INSTRUCTIONS:
A: Using the post below on estimating article reading times, tell whether each statement agrees with it: (i) the author's routine included dividing the total number of words by 220; (ii) the first planned step was an API; (iii) Read-O-Meter used a fixed reading speed of 200 wpm. Answer yes or no for each and quote the words that decide it.
B: Give back word for word the part of the post below on estimating article reading times, everything from "I plan to build" down to "script that returns the reading time of a given URL.".

TEXT TO READ:
--- start ---
Scratching a Tiny Itch in Tiny Steps - A Python Side Project

How to build something tiny and useful with Python and Flask.

Last Updated on Jan 30, 2022 · 11 min read

Photo by Markéta Marcellová on Unsplash

Every week I send a new issue of my newsletter This Week's Worth, and every week I commit to the boring effort of estimating the read times of each article I share with it. My subscribers are all saints and they deserve to know if they are clicking on a link that will take them 31 minutes to read.

When I say boring I really mean it. This was the recipe I followed every single time:

Open the article.

Copy the article.

Open Read-O-Meter and paste the article.

Get an estimate.

Be unsatisfied with a fixed reading speed of 200 wpm.

Divide the total number of words by 220.

And I'm not even considering the times where opening the article a second time would trigger a paywall.

What I wanted was to provide a URL to an article and get a number of minutes in return. And that seemed like the perfect-sized challenge for a side project, where, once again, Python should come to the rescue.

SPOILER ALERT: The final result.

Breaking a project in milestones

I want a web application where everyone could provide their links and receive an estimated reading time. I want to be able to configure a Word-Per-Minute speed. I want it easy to use and minimalist. I want it to be fast. All of these are great goals to have for the last iteration of this project. Not the first.

I plan to build this project in tiny steps.

A python script that returns the article text from a given URL.

A python script that returns the reading time of a given URL.

Previous step + accepts a URL and wpm speed as parameters.

An API that returns the reading time of a given URL.

Previous step + accepts a URL and wpm speed as parameters.

A web application that estimates the reading time of a given URL.

Previous step + what could pass as "nice UI".

Previous step + tiny improvements.

Defining these bite-sized milestones from the get-go provide at least two considerable advantages (if you discount the futurology and stay agile):

Added motivation by completing goals with higher frequency;
Higher clarity on the immediate objective and what lies ahead;

Step 1: How to get an article out of a URL

I wanted this as the first step for two main reasons: warm-up and separate functionality. I knew counting words in a body of text would be easy, but since my web scrapping experience was limited, extracting the words out of the HTML would require some investigation and would be a nice warm-up exercise coming back to Python. The other reason is related to what I could do with the end result. I would use it for this project, but it could also live on its own, for the next time I would need to extract the body of articles.
--- end ---
SOURCE MATERIAL:
--- start ---
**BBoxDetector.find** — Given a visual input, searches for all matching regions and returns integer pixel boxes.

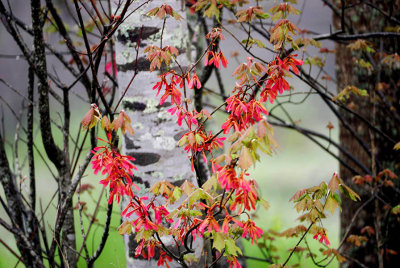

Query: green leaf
--- end ---
RESULTS FOR EACH TASK:
A:
(i) Yes: "Divide the total number of words by 220."
(ii) No: "A python script that returns the article text from a given URL."
(iii) Yes: "Be unsatisfied with a fixed reading speed of 200 wpm."

B:
I plan to build this project in tiny steps.

A python script that returns the article text from a given URL.

A python script that returns the reading time of a given URL.